▶ [EXERCISE]
Please rewrite the rows below as a numbered list, skipping blank lines and leaving out the pictures.

-- begin MATERIAL FOR THIS TASK --

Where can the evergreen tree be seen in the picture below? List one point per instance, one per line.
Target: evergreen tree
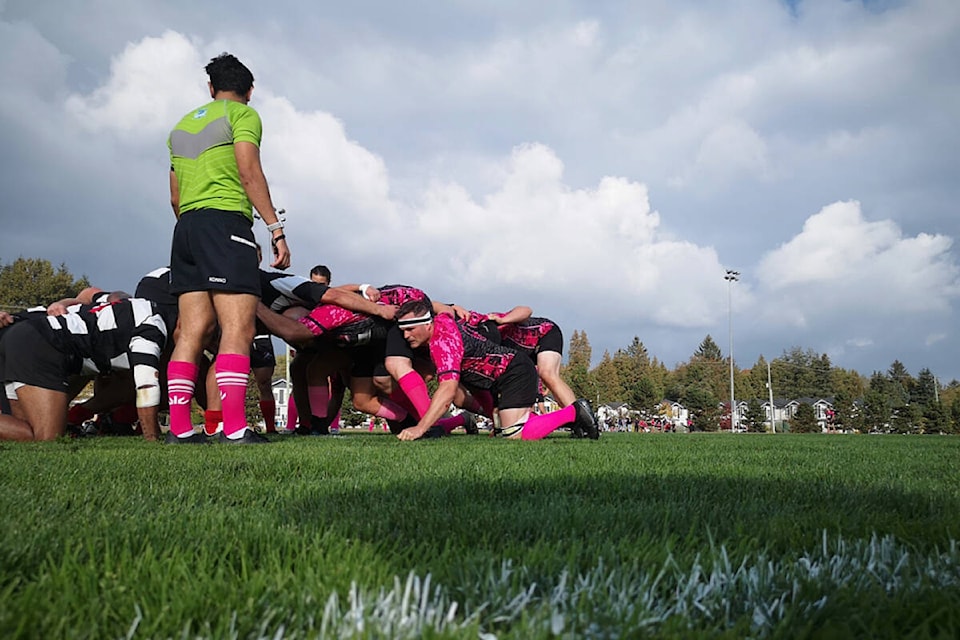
(646, 395)
(936, 419)
(924, 391)
(703, 407)
(900, 384)
(843, 411)
(850, 383)
(577, 372)
(709, 351)
(876, 411)
(27, 282)
(632, 364)
(905, 419)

-- end MATERIAL FOR THIS TASK --

▶ [CORRECT ANSWER]
1. Where can the evergreen tree be seen in the picture below? List one point per instance, one per line.
2. Target: evergreen tree
3. (646, 395)
4. (936, 419)
5. (924, 391)
6. (703, 407)
7. (900, 384)
8. (843, 411)
9. (850, 383)
10. (577, 372)
11. (709, 351)
12. (876, 411)
13. (27, 282)
14. (632, 364)
15. (905, 419)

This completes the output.